» **AIM OF THE TASK**:
From the entries below, gather each line containing the word "person".

» **EXERCISE MATERIALS**:
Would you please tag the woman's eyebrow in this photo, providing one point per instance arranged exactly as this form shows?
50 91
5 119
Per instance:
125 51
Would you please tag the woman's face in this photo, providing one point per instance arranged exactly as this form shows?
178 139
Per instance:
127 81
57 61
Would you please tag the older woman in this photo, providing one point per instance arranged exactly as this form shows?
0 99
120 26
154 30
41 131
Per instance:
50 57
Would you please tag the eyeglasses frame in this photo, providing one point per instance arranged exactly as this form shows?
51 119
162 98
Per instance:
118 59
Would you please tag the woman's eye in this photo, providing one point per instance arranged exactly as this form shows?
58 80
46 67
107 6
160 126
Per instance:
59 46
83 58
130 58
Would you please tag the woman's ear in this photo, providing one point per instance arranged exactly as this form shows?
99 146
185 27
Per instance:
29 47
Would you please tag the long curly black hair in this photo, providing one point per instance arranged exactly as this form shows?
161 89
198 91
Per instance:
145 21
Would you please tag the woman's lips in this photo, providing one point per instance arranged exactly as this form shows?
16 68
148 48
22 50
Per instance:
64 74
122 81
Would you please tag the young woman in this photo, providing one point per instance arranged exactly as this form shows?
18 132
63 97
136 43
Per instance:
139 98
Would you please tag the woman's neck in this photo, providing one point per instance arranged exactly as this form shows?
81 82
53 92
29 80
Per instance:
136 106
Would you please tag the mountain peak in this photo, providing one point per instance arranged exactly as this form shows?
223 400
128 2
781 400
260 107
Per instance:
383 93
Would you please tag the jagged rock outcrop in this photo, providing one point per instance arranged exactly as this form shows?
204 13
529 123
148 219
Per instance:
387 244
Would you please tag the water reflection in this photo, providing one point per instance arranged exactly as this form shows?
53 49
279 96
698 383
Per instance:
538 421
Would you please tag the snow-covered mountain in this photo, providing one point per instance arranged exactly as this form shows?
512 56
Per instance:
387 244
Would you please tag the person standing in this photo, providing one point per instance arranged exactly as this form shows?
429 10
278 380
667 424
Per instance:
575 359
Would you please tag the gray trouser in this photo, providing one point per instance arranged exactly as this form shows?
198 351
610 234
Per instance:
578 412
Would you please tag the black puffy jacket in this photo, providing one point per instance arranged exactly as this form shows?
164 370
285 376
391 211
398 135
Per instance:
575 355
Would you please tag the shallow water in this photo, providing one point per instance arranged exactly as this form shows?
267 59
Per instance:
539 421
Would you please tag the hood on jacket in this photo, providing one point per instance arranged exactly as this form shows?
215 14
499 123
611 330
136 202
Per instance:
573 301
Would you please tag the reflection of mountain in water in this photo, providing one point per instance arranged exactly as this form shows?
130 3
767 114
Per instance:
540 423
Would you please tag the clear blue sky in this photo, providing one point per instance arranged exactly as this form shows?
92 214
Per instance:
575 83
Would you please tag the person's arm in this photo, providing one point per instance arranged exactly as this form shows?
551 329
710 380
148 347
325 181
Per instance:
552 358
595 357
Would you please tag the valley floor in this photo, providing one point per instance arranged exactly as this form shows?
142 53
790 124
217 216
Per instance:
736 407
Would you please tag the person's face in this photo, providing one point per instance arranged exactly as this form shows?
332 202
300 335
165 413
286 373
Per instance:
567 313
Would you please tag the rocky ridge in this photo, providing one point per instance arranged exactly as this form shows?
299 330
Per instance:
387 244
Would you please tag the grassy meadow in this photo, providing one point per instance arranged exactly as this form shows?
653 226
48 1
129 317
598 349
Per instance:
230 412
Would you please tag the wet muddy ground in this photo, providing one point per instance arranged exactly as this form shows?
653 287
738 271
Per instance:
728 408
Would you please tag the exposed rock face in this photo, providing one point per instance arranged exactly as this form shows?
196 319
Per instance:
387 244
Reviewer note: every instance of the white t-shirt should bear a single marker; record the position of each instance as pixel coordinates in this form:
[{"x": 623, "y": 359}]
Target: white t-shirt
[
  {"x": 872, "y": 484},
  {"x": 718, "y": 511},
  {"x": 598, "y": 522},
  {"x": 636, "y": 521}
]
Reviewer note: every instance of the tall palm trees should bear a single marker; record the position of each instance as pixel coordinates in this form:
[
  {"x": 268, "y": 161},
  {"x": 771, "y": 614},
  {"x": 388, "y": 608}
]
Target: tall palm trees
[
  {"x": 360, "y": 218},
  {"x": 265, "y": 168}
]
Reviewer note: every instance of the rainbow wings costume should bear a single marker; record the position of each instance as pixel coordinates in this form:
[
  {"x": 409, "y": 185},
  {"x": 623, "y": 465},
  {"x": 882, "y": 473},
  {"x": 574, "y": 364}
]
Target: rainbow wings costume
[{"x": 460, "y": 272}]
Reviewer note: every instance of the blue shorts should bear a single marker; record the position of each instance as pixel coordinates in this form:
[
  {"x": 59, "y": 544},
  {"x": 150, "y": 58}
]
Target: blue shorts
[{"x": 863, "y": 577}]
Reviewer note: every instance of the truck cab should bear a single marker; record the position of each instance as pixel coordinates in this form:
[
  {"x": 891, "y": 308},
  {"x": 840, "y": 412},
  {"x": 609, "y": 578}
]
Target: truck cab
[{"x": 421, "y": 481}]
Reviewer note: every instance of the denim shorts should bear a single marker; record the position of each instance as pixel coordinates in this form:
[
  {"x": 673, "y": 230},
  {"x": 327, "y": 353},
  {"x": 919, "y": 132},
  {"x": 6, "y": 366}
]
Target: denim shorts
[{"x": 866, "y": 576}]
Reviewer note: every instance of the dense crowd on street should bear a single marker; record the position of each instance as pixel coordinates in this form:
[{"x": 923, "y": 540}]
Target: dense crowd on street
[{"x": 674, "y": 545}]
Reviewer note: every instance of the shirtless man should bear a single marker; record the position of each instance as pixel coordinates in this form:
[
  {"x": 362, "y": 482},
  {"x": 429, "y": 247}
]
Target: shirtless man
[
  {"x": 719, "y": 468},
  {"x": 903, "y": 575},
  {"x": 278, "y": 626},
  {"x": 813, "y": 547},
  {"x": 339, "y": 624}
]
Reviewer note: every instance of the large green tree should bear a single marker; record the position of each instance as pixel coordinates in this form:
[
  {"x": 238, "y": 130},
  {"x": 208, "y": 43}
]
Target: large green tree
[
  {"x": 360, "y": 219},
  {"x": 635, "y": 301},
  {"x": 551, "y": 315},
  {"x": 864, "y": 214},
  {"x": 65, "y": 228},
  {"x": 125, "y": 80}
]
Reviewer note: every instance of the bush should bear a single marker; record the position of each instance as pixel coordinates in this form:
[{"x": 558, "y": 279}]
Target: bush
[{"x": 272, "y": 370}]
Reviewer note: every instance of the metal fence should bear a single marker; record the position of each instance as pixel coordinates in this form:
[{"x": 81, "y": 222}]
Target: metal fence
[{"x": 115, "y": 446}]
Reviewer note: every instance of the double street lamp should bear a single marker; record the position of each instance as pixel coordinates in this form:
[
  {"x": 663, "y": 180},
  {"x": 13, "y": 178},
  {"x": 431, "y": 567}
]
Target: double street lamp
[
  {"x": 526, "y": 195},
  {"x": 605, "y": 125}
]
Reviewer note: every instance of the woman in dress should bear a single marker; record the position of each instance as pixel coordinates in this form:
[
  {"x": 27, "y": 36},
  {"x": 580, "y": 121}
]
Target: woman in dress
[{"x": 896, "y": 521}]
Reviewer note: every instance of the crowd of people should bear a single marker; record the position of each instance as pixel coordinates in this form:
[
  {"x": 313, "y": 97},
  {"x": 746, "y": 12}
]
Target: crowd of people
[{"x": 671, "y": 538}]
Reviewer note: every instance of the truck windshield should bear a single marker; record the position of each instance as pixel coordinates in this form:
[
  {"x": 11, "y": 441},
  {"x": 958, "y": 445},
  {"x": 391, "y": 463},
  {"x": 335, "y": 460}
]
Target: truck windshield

» **WRITTEN SOLUTION**:
Would you please tag the person standing in this photo, providing one point per instance arranged exactly as this form shows?
Would you please tag the person's arm in this photo, providing one point per instance arranged exactly as this form shows?
Would you please tag the person's face in this photo, providing one point per instance arranged exactly as this form shows?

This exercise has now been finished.